═════ Given data

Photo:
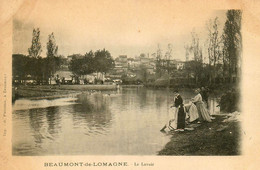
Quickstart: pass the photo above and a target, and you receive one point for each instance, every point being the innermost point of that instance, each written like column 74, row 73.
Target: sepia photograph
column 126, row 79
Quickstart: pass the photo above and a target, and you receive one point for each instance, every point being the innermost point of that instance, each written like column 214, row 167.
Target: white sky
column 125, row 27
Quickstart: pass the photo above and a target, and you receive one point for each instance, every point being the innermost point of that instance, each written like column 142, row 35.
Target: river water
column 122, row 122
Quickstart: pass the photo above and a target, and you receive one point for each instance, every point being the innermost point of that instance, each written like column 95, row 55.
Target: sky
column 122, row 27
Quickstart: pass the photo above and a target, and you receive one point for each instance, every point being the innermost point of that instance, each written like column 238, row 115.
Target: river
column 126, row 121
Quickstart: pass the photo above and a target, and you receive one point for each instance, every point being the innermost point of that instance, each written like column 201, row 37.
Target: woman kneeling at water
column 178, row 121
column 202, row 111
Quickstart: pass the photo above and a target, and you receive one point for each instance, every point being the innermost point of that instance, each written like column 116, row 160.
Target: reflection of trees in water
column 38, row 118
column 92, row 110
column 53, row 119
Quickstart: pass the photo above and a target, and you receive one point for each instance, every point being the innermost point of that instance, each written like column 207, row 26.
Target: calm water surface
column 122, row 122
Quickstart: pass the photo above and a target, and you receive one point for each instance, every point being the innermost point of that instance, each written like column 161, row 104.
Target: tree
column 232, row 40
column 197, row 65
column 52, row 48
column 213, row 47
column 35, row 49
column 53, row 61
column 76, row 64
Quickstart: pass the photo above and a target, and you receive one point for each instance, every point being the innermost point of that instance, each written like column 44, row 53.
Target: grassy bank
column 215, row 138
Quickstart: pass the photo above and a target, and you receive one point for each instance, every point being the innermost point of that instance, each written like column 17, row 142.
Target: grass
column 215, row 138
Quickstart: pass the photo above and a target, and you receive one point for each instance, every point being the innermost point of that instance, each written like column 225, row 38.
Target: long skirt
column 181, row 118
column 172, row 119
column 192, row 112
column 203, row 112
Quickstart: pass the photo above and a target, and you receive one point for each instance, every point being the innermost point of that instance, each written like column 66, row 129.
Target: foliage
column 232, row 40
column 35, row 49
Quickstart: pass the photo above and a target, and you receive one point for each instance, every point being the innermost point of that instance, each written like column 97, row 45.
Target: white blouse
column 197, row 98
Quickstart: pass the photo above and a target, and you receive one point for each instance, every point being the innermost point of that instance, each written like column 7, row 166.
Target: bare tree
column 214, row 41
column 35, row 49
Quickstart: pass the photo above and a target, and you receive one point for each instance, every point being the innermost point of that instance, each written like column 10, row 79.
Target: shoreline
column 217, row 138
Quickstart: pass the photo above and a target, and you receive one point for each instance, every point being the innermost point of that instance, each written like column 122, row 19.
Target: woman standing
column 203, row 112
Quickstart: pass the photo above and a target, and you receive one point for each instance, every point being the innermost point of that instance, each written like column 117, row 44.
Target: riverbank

══════════

◆ **Brief**:
Reproduce exactly, and only, the part of the listing above that begins at the line with "142, row 35." and goes on through the line with "201, row 37.".

◆ **Response area**:
Quickstart: pass the photo above and a target, and you receive one point for each instance, every point being the innermost point of that instance, each written like column 142, row 35.
Target: river water
column 122, row 122
Quickstart: pass the photo above and a target, and you receive one point for each instance, every point being the innermost point of that instance, each written like column 95, row 55.
Target: sky
column 122, row 27
Quickstart: pass the photo above and a target, and you receive one point for each instance, every point being the innermost point of that instance, each written like column 238, row 115.
Target: river
column 126, row 121
Quickstart: pass the photo above and a target, and you receive one point for each instance, every point being the innermost point of that instance, each written like column 201, row 37.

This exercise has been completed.